__EXTRACT TO READ__.
4. Don’t Try to Erase Your Emotions


So what’s the deal with dancing, anyway? Why am I so obsessed with it? I love making and watching dance AMVs, I love sneaking dance clips into vids where it’s barely appropriate, and most of all, I love dancing.


This video is perhaps the most concise explanation of what’s going on. My personality has a tendency to mask my emotions, to filter them out as background noise. To keep calm, cool and collected in the face of adversity. In some situations this is highly adaptive. You don’t really want to process your emotions when you’re driving on a 6-lane highway, when you’re taking a math test, or when you’re interviewing for a job. You could in fact say, pretty confidently, that our modern world consistently rewards those who learn to repress any and all emotion.


At some point you are either going to end up depressed and hollow, a joyless husk, or you’re going to realize that erasing your emotions is as futile as making a river flow upstream. And that’s when it’s time to dance.


There are two types of dancing. “Make the Moves Up As I Go” shows off a purified form of performative dance. We see synchronized idol routines, innovative twists and turns, and people hamming it up for a camera they know is there. As much as Taylor Swift wants you to believe that she’s unscripted, uncalculated and pure, let’s be honest, there’s a lot of thought and effort put into her dancing. She does not, in fact, make the moves up as she goes. While dancing a choreographed routine is a ton of fun, we can’t forget that its primary purpose is for the benefit of the audience.


“Don’t Try to Erase Your Emotions” has some choreographed stuff as well, but I think it’s primarily focused on the second type of dancing. The dancing you do at 2 AM in your kitchen, not for the benefit of any onlooker, but for bodily self expression, of giving your emotions the space they need and crave. Do these people look like they give a single fuck about who’s watching?



We’ve talked about happy-sad, and this isn’t that, but another flavor of two sided emotion. Listen to the refrain where the singer belts out “DONT TRY TO ERASE YOUR EMOTIONS” in high pitched falsetto. Out of context, stripped of the accompanying music, this is the kind of nails on chalkboard sound that would trigger a panic attack. The mood of this song and video is anxious-joy.


One of my favorite editing techniques is stringing together a lot of very different art styles and moods into one quick sequence. It’s easy to dismiss this as “random” but done properly I think it works wonderfully at conveying complex, multifaceted emotional states like happy-sad and anxious-joy. This vid does this especially well. There are so many different emotions crammed into the short runtime that it borders on whiplash, but the assured editing, anchored in rhythm and dance, never allows things to spiral out of control. This is a rich, stylish and kickass dance AMV that I’ve come back to time and time again over the course of the year, but what keeps me coming back is the emotional nuance.


3. Magic Hour Re-edit


The explosion at the beginning of this is really something else. As the meteor crashes down into the earth and the guitars blast me into pieces, I feel like a scab has been ripped away to expose something raw, exhilarating and borderline painful. It’s like I’m experiencing the unfiltered, crushing weight of the world for the first time. The everything bagel.

Do you, the reader, even remember the first time you watched Your Name? The wonder, the heartbreak, the amazement at a beautiful story? Yeah, I don’t either, not really. It’s been lost to time, forgotten.

__GIVEN INFORMATION__.
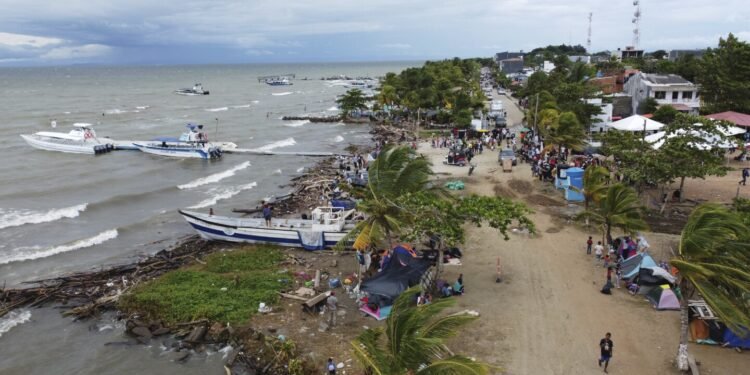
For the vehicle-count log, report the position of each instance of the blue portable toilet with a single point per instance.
(575, 178)
(561, 177)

__WHAT THE EXERCISE ASKS__.
In the dance video excerpt, what mood is given for the song and video "Don't Try to Erase Your Emotions"?

__EXPECTED ANSWER__.
Anxious-joy.